**Tasks and exercises:**
1. Using the article on Liam Lee's chairs below, decide whether each statement agrees with it. Answer yes or no and quote the words that decide it: (a) Liam Lee was born in New York in 1993. (b) Liam Lee studied design at the University of Chicago. (c) Liam Lee opened his own studio in 2020.
2. According to the article on Liam Lee's chairs below, what material does Liam Lee shape into his armchairs?
3. Write the next part of the article on Liam Lee's chairs, picking up right after its last sentence.

**Selected excerpt:**
⟨
Liam Lee's living chairs

His armchairs seem to have sprung up like shimmering mushrooms in the middle of a living room. Liam Lee, a young New York-based designer, shapes hand-dyed merino wool until it becomes coral or lichen. How has this designer, who has gone from digital renderings to museum collections in just a few years, reinvented the association between art and furniture? The answer can be found at the end of this article.

©Hugo Yu

Nature as the first workshop

Born in New York in 1993 and educated in literature at the University of Chicago, Liam Lee left the set design world to open his own studio in 2020. There, he observes cells, seeds, and the seabed, reproducing these organic forms in watercolor sketchbooks before translating them into cozy volumes. In his eyes, a seat must breathe like a plant and invite those who sit on it to travel.
⟩
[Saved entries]
⟨
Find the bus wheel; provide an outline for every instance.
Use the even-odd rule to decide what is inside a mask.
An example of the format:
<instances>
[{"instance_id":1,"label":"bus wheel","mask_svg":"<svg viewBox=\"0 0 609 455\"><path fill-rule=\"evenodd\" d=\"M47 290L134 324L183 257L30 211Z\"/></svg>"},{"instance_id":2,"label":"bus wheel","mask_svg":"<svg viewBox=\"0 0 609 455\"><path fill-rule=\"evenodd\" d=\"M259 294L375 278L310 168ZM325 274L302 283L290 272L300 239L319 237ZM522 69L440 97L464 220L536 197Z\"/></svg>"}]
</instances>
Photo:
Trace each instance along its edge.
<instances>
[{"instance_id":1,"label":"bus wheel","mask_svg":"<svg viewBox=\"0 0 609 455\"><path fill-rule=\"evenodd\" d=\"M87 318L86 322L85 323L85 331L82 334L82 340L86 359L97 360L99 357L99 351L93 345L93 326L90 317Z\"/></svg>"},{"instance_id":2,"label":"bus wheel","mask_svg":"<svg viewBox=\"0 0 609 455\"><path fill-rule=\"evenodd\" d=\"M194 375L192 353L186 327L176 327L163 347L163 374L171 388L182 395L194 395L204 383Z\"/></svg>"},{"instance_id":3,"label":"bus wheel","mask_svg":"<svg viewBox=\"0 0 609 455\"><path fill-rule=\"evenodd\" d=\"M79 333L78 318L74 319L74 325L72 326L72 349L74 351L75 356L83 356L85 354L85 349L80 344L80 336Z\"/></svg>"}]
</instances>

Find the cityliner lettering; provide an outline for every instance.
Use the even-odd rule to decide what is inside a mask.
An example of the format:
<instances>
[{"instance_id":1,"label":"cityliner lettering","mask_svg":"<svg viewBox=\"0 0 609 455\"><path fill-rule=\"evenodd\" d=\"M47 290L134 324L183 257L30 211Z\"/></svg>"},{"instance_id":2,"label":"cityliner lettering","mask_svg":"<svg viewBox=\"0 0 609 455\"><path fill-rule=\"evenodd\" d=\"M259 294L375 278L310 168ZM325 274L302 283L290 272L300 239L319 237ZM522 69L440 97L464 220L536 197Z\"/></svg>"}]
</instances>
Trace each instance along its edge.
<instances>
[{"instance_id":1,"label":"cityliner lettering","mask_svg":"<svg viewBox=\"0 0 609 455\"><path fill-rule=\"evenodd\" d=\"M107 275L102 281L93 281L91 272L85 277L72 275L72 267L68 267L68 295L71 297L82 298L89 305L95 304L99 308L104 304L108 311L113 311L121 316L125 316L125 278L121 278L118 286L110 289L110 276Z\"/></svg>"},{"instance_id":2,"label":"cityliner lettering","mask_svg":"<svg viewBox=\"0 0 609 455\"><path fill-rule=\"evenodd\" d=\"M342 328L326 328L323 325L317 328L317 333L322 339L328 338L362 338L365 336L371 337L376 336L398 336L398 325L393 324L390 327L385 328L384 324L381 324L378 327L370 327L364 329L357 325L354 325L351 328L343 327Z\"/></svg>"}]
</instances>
⟩
**Task-by-task outputs:**
1.
(a) Yes: "Born in New York in 1993"
(b) No: "educated in literature at the University of Chicago"
(c) Yes: "to open his own studio in 2020"

2. Hand-dyed merino wool.

3.
Sculpted wool

Each piece begins with strands of merino wool and mohair dipped in colored acid baths. The carded fiber is then needle-felted and applied to a cedar frame, a process repeated for weeks until the resulting reliefs evoke corals, cacti, or floating spores. The artist loves the flexibility of this material, which can become soft or dense depending on its density and retains the warmth of skin.

From gallery to museum

Spotted at the FOG Design+Art fair in San Francisco, Lee has since joined the Patrick Parrish Gallery in New York, which dedicated the exhibition "Catch and Release" to him in 2023. His seats undulated like seaweed, inviting visitors to reconsider the ordinary chair. That same year, he was a finalist for the Loewe Craft Prize, before entering the permanent collections of the San Francisco Museum of Modern Art and the Denver Art Museum.

Quick recognition

In less than five years, the international press has praised his biomorphic imagination. Wallpaper* included him in its USA 300 list, while Dwell named him one of 24 new talents to watch. His work is also featured in the Cooper Hewitt's Making Home triennial in New York, where his chairs are displayed alongside domestic objects exploring the theme of future living.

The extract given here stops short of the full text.